**WHAT THE TASK ASKS:** Reproduce, with no alteration, the span of lines that begins at the line containing "Target: man's beard" and ends at the last line of the records, both ends included, and nothing else.
------ PROVIDED INFORMATION
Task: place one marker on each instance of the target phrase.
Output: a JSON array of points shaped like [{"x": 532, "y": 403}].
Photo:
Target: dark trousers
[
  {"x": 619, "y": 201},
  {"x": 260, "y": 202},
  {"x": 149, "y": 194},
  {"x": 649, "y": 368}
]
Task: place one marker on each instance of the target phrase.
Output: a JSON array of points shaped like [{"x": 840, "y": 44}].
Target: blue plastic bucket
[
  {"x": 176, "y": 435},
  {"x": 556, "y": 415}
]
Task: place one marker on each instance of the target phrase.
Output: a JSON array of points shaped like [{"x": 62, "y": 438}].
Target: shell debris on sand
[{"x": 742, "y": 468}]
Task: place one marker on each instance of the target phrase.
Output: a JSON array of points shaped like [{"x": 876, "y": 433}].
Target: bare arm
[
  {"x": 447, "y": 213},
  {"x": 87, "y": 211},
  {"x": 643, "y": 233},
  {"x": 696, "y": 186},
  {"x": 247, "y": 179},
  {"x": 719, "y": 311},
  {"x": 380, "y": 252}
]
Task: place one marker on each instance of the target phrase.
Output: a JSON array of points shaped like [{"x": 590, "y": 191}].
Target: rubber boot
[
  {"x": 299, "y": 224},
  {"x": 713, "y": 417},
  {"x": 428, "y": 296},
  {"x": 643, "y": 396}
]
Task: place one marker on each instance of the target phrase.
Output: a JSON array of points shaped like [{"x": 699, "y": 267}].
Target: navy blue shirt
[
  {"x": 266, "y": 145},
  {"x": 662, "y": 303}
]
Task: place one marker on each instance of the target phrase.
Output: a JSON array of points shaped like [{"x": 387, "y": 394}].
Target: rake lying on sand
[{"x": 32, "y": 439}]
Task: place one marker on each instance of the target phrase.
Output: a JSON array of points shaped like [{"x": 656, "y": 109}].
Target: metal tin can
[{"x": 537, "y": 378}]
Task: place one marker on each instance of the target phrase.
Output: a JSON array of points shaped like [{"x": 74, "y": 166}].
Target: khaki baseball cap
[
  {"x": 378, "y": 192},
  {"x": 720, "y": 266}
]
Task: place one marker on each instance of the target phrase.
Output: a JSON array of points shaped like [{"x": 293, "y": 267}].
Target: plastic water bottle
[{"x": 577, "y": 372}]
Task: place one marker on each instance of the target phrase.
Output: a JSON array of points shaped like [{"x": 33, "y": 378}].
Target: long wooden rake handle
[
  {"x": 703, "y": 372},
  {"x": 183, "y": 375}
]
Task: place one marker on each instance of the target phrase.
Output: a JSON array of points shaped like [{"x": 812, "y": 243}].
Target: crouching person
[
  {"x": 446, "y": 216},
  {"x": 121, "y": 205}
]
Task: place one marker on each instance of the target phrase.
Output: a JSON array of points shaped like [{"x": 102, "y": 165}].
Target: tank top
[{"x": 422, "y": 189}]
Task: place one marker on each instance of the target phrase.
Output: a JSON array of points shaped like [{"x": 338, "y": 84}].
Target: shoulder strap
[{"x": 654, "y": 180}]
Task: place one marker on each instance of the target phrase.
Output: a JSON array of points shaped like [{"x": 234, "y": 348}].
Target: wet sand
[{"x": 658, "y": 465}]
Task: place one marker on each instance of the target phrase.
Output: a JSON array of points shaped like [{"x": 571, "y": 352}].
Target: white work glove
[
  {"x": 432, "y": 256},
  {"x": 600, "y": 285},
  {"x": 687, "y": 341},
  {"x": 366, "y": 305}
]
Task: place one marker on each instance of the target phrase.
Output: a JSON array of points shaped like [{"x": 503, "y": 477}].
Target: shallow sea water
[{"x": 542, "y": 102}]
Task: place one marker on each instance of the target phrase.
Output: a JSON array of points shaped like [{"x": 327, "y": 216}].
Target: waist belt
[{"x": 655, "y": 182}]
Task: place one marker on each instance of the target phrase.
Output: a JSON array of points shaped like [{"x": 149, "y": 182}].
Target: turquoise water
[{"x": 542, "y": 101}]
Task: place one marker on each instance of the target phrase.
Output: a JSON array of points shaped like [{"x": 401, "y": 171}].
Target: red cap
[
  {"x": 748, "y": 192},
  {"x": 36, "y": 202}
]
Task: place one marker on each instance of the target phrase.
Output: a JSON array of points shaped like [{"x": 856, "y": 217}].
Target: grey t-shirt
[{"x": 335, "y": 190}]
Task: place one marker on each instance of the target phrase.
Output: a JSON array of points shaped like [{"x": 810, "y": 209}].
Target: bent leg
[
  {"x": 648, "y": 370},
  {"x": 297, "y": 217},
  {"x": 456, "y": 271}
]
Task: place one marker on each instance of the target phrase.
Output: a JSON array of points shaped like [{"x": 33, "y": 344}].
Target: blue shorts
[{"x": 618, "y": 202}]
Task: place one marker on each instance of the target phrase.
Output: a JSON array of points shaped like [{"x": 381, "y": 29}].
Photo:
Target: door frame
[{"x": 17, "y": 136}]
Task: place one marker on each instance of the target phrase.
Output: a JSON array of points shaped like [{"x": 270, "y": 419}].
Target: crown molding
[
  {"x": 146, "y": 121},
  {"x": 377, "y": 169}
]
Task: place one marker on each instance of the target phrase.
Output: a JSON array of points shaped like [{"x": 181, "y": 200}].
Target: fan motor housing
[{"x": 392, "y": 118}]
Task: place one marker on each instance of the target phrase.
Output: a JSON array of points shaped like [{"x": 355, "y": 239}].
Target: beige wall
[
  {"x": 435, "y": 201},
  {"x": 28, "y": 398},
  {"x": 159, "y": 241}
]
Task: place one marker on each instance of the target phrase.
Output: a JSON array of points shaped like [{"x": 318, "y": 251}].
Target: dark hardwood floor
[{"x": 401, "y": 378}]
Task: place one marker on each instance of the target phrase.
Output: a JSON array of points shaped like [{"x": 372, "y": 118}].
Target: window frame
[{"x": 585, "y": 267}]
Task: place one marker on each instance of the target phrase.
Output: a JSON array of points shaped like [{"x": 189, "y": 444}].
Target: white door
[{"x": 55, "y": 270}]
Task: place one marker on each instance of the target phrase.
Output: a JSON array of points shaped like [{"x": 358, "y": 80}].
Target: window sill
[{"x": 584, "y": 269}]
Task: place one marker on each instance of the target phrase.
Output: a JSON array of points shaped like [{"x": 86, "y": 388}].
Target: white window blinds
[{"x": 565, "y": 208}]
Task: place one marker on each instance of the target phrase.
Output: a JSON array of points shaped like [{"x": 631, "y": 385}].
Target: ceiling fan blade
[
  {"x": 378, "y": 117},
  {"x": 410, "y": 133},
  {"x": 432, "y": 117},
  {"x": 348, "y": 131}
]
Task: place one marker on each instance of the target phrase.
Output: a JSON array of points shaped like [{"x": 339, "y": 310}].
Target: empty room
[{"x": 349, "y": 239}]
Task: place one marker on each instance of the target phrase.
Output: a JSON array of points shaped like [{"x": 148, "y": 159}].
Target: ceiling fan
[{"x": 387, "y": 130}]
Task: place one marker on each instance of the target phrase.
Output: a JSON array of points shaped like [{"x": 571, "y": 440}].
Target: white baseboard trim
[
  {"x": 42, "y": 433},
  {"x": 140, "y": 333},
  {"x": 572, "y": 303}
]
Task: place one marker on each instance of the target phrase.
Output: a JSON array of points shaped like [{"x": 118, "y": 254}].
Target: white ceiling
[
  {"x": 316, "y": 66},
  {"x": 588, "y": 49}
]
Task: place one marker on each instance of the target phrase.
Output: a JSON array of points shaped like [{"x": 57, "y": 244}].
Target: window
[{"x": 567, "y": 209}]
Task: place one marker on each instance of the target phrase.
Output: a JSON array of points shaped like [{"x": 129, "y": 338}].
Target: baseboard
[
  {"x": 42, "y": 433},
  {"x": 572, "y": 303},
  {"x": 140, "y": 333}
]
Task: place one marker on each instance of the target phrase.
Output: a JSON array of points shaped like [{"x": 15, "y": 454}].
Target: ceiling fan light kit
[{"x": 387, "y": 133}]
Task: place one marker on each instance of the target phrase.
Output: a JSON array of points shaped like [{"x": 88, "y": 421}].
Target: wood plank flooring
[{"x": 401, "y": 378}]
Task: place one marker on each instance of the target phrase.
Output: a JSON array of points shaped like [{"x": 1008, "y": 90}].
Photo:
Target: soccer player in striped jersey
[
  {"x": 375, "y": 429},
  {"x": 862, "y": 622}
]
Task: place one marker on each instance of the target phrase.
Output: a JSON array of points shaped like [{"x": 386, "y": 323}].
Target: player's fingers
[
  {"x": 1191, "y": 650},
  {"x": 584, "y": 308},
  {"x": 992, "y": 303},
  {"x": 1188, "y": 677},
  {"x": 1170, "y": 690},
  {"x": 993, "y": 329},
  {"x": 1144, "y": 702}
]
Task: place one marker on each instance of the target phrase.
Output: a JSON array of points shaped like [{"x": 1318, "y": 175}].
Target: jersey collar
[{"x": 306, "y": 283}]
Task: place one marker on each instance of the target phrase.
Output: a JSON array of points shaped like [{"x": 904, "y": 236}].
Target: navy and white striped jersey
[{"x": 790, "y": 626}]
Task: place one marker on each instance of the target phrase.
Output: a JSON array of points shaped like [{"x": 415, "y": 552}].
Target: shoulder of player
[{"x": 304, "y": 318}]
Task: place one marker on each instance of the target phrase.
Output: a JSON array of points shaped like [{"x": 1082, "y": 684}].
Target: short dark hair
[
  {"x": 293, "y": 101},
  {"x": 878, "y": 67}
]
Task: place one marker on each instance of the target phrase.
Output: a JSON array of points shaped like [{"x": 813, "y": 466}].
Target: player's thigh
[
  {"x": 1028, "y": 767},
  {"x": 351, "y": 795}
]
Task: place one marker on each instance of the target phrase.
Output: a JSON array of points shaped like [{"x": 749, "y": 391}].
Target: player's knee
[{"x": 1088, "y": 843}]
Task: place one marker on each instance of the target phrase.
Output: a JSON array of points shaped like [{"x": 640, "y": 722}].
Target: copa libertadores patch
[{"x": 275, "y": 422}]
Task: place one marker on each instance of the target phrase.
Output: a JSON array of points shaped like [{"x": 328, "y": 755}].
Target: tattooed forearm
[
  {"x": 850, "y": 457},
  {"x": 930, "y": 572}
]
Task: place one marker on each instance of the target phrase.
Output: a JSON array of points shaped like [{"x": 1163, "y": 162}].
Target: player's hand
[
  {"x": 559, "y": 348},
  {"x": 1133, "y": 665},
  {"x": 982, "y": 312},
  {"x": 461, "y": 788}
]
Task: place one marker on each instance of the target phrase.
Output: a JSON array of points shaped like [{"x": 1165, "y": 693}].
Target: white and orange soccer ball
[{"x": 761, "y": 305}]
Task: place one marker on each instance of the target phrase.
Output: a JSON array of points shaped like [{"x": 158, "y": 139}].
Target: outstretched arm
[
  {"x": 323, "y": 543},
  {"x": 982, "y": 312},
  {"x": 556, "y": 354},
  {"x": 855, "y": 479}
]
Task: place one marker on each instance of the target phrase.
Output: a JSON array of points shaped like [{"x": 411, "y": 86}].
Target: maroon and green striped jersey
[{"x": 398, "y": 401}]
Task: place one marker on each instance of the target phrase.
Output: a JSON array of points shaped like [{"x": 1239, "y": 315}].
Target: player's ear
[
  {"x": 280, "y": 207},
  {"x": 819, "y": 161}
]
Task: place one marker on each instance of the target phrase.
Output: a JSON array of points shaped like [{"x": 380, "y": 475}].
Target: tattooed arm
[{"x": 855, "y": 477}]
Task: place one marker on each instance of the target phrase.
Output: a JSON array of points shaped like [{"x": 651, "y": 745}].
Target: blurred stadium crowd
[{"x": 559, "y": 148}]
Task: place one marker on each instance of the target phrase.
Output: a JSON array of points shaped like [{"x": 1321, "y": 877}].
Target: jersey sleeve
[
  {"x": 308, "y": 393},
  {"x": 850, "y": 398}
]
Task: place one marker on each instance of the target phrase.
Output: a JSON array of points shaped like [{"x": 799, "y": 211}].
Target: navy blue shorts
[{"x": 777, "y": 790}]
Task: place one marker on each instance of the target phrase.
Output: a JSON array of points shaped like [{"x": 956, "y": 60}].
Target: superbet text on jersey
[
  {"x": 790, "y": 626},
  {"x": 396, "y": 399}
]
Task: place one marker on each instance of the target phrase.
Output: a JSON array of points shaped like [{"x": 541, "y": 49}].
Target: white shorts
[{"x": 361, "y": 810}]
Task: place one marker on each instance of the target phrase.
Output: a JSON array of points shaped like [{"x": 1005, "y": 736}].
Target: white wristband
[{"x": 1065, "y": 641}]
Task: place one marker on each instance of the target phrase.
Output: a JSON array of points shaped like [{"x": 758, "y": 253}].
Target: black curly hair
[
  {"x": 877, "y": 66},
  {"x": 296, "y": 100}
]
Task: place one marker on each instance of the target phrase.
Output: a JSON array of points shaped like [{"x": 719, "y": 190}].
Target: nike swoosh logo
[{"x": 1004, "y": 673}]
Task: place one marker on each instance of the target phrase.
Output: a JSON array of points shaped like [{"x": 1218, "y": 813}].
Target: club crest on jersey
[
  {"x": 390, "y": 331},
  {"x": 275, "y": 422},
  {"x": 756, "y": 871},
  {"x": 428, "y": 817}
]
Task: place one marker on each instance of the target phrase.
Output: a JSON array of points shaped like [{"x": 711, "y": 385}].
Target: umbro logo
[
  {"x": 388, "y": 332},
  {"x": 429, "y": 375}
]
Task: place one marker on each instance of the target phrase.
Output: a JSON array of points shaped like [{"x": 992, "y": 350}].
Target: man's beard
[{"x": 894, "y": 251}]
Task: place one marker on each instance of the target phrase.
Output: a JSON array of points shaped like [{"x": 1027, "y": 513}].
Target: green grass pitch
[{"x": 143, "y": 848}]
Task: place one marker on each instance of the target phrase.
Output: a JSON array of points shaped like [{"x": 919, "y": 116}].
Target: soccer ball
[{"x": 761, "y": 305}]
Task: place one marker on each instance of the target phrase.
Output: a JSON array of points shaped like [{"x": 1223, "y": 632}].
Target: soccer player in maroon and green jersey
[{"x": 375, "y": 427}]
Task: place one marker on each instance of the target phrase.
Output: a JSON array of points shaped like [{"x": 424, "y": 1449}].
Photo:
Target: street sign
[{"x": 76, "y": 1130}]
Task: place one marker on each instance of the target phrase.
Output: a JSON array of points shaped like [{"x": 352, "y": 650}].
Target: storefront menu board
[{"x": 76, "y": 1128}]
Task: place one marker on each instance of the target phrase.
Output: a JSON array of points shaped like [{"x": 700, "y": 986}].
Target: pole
------------
**RESPONSE TO THIS EXERCISE:**
Target: man's beard
[{"x": 894, "y": 251}]
Task: place one marker on each instance of the target phrase.
Output: a JSON array of points shaped like [{"x": 1027, "y": 513}].
Target: green grass pitch
[{"x": 143, "y": 848}]
Task: place one marker on each instance of the target phrase.
Output: a JSON array of points shaped like [{"x": 919, "y": 116}].
Target: soccer ball
[{"x": 761, "y": 305}]
Task: place one marker on each instance of the target phrase.
Output: a JSON array of points shaped like [{"x": 1223, "y": 632}].
Target: soccer player in maroon and green jersey
[{"x": 375, "y": 427}]
Task: place one marker on each instance of the target phrase.
Output: a JSON array of points shaped like [{"x": 424, "y": 1449}].
Photo:
Target: street sign
[{"x": 76, "y": 1130}]
Task: place one marker on each instance of the target phrase.
Output: a JSON array of points shaped like [{"x": 352, "y": 650}].
Target: storefront menu board
[{"x": 76, "y": 1128}]
Task: place one marker on each instance of the target phrase.
Output: a JSON array of points shaped like [{"x": 700, "y": 986}].
Target: pole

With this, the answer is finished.